» **Source text**:
Zoom is a great way to enable piano lessons and flute lessons and music theory lessons, however, there are limitations.
Still, given we all want to be moving forward, I believe it is worthwhile to make the most of the technology as best we can.
For those students who see me at Seaforth (face to face) I have options for the required social distancing during COVID 19.
These are the situations when I use Zoom for piano or flute lessons
* When the teacher or student are well enough to engage in the lesson, but not well enough to be face to face
* When parents are unable to transport their child to the lesson but are at home
* Other unforeseen circumstances like COVID19 lockdown
Please take plenty of time to follow the instructions below and test for effectiveness, well before your first or any online lesson to avoid wasted time for both of us. If technology is not your forte or you don’t know anyone you could test this with, we can take the time for me to help you set up if you wish in the first lessons.

» **Tasks for this exercise**:
• a. Reproduce the Zoom lessons text word for word, beginning at the words "Still, given we" and stopping after "the first lessons.".
• b. Summarize the Zoom lessons text in two sentences.

[Records in a dataset]

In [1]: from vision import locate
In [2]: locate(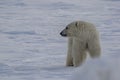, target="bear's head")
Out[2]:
[60,21,83,37]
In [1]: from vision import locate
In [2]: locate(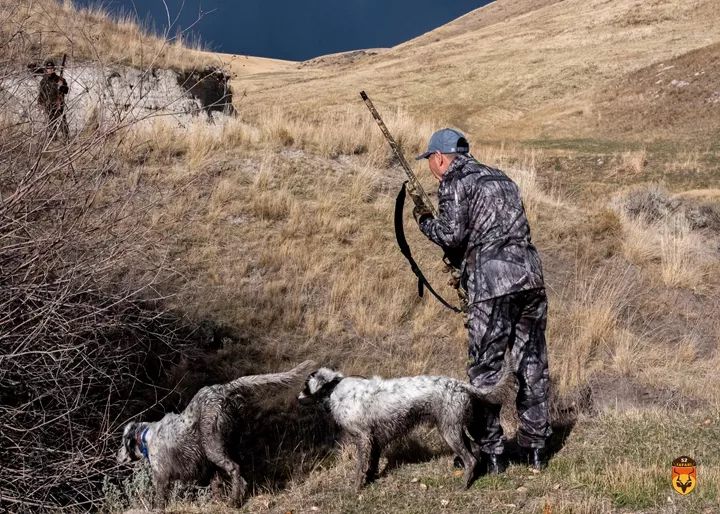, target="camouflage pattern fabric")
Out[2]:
[38,73,69,138]
[468,289,551,454]
[420,155,544,304]
[38,73,68,112]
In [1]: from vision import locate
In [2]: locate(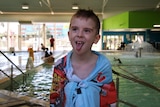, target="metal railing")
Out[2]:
[0,51,26,90]
[112,69,160,107]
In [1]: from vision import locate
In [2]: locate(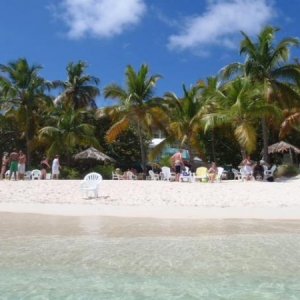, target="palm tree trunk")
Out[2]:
[25,113,31,170]
[261,117,269,163]
[137,121,146,173]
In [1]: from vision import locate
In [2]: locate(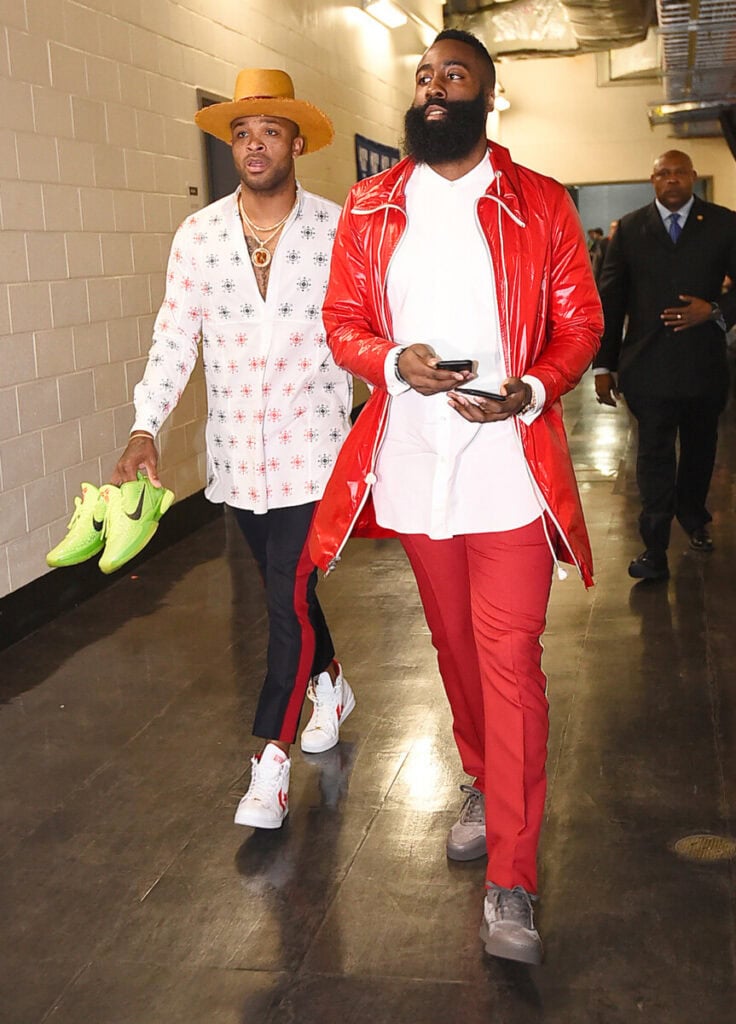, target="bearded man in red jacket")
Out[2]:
[310,30,603,964]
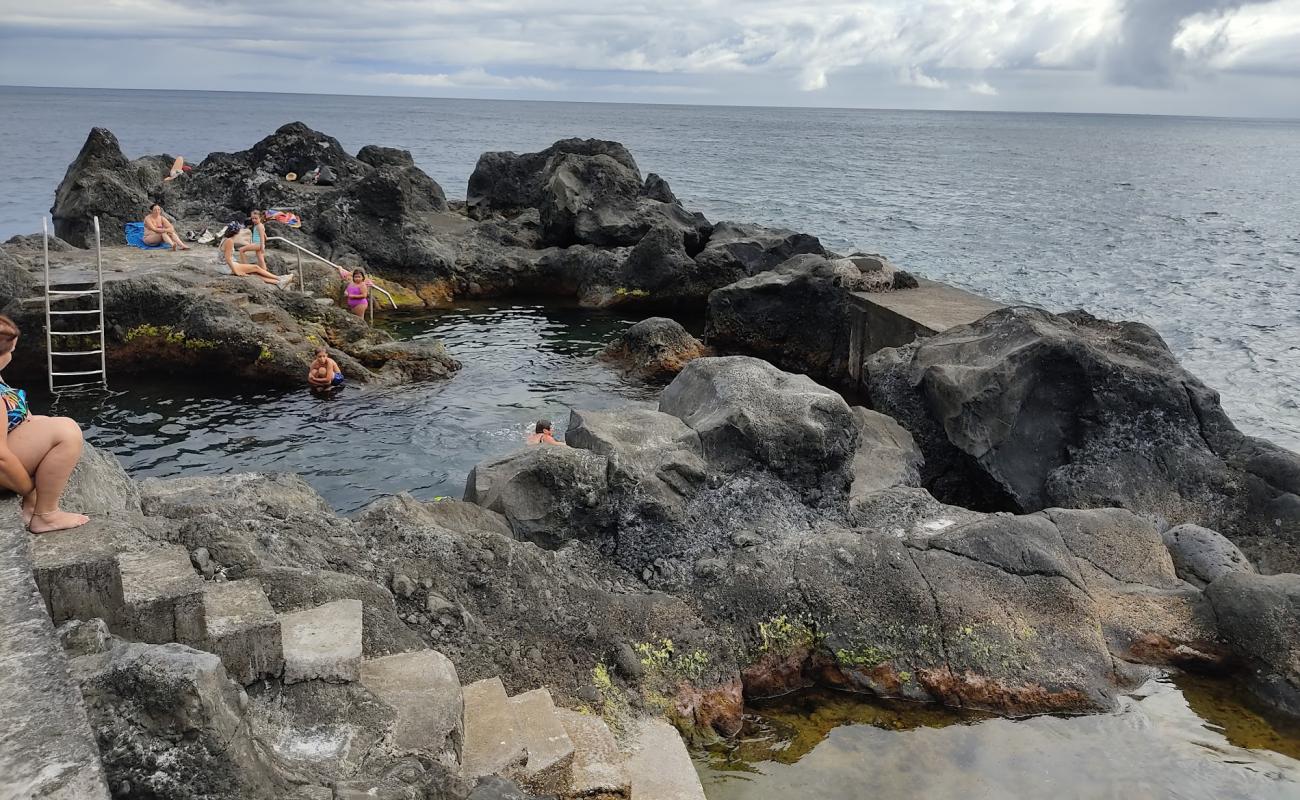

» **Solutions to the exercise**:
• a.
Still, given we all want to be moving forward, I believe it is worthwhile to make the most of the technology as best we can.
For those students who see me at Seaforth (face to face) I have options for the required social distancing during COVID 19.
These are the situations when I use Zoom for piano or flute lessons
* When the teacher or student are well enough to engage in the lesson, but not well enough to be face to face
* When parents are unable to transport their child to the lesson but are at home
* Other unforeseen circumstances like COVID19 lockdown
Please take plenty of time to follow the instructions below and test for effectiveness, well before your first or any online lesson to avoid wasted time for both of us. If technology is not your forte or you don’t know anyone you could test this with, we can take the time for me to help you set up if you wish in the first lessons.

• b. Zoom can support piano, flute and music theory lessons despite its limitations, and the teacher uses it when someone is well enough for a lesson but not for face-to-face contact, when parents are home but can't transport their child, or in unforeseen circumstances such as a COVID-19 lockdown. Students are asked to follow the instructions and test their setup well before any online lesson, and help with setting up can be given in the first lessons if needed.